(Extracted information Opens)

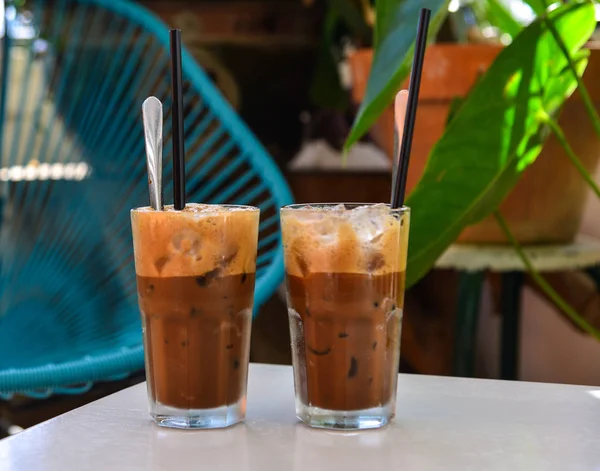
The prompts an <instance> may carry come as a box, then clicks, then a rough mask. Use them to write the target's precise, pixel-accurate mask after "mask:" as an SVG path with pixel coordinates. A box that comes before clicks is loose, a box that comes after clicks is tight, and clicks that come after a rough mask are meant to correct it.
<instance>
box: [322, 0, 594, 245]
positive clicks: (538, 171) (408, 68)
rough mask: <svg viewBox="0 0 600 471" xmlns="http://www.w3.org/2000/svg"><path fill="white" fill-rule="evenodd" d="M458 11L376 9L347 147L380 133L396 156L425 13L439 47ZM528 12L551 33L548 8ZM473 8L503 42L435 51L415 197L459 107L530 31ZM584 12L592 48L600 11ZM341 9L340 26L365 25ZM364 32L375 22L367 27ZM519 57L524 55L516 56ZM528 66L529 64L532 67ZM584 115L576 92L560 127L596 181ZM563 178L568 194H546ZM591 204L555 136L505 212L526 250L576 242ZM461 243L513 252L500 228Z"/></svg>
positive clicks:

(Extracted information Closes)

> **Try it**:
Count the lines of the records above that contain the string "mask", and state only that number.

> **Output below**:
2